Categories
DM Resources

The Best LFR Adventure Ever

What happens when you slam LFR and then are challenged to work with a game designer to come up with the best LFR experiences ever? You end up interviewing the author in question and working with him to understand the adventure’s potential. You get an exciting session of LFR available as an actual play podcast. And finally you get honest and critical afterthoughts from the DM who ran the adventure and the players who ultimately judged the success of this project.

In September I wrote the article 7 Reasons I Hate Living Forgotten Realms and it generated a lot of discussion about LFR. The article received many great comments in support of my criticisms and just as many well-reasoned arguments contrary to my own.

Three months later, after the discussion on this topic had cooled considerably, I received an email from Ben McFarland. He’d sent me an LFR adventure. I didn’t know him at the time, but you might recognize the name from his work with the Kobold Quarterly, Rite Publishing or the Ars Magica Fanzine. Most importantly for this discussion, he wrote the LFR adventure DRAG2-1: Discomfort which was published by Wizards of the Coast.

McFarland read my article about why I hated LFR and believed that by sharing his original draft of Discomfort with me it might address some of my concerns about LFR. He wanted to show me just how good LFR adventures could be and he felt Discomfort, a complex and subtle adventure driven by narrativeand interesting characters above D&D game mechanics was just such an example.

I read the adventure and took an immediate liking to it. I replied to McFarland’s email and requested an interview. It would give me an opportunity to stand by my original article while allowing McFarland a chance to talk about being an author working in the medium. Through this discussion we could figure out how to make Discomfort the best realization of the adventure he wrote.

During the interview McFarland and I discussed how to run the encounters, D&D in general, adventure design, the reality of being a writer for LFR and its stumbling blocks, as well as his insights on how to run this adventure. The entire discussion was recorded and is available for download as a podcast on The Shattered Sea.

DMs, if you have the opportunity to speak with the author of an adventure you’re planning to run, you should do it. I had a lot of good ideas on how to run Discomfort, a gritty political intrigue that places the party between two self-serving criminal organizations, but it was nothing compared to the author’s own ideas.

## Exercise task
Answer these questions using the post about the LFR adventure above.
1. In what month did the writer publish the article criticizing LFR?
2. Which company published DRAG2-1: Discomfort?
3. Where can the recorded interview be downloaded?

## Given data
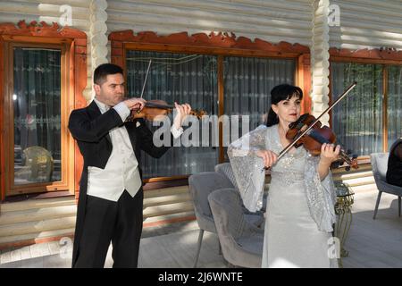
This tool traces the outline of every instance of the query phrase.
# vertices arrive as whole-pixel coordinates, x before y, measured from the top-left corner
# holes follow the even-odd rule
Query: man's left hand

## Answer to the task
1. September
2. Wizards of the Coast
3. As a podcast on The Shattered Sea